SET EXERCISE: Name every part that the fuel injection valve includes in the third aspect of the fuel injection passage below.

SELECTION:
◇ ◇ ◇ ◇

According to the fuel injection device for an internal combustion engine according to the second aspect of the present invention, when only the fuel oil is injected from the fuel injection valve into the cylinder liner, the control valve is opened, so that injection pressure of the fuel oil injected from the fuel injection valve into the cylinder liner is raised (increased).
As a consequence, it becomes possible to prevent decrease in fuel injection pressure, deterioration in combustibility, and degradation in performance of the internal combustion engine as well as to prevent increase in dust and black smoke.
A fuel injection device for an internal combustion engine according to a third aspect of the present invention is a fuel injection device for an internal combustion engine, capable of selectively injecting, from a fuel injection valve, a mixture of fuel oil and an inert substance in a multilayered state or in an emulsion state, or fuel oil only, wherein the fuel injection valve includes: main and sub nozzles; and a needle valve that is lifted in two stages corresponding to pressure of control air to be fed, so that in a low lift state, the sub nozzle is opened to inject the fuel oil, while in a high lift state, both the main nozzle and the sub nozzle are opened to inject the mixture of fuel oil and the inert substance in a multilayered state or in an emulsion state.
According to the fuel injection device for an internal combustion engine according to the third aspect of the present invention, when only the fuel oil is injected into the cylinder liner, the main nozzle is closed so that the fuel oil is injected only from the sub nozzle.
As a consequence, it becomes possible to prevent decrease in fuel injection pressure, deterioration in combustibility, and degradation in performance of the internal combustion engine as well as to prevent increase in dust and black smoke.

◇ ◇ ◇ ◇

SUPPLIED MATERIAL:
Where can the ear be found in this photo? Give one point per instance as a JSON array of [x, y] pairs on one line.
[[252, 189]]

◇ ◇ ◇ ◇

PROBLEM SOLUTION: Main nozzle, sub nozzle, needle valve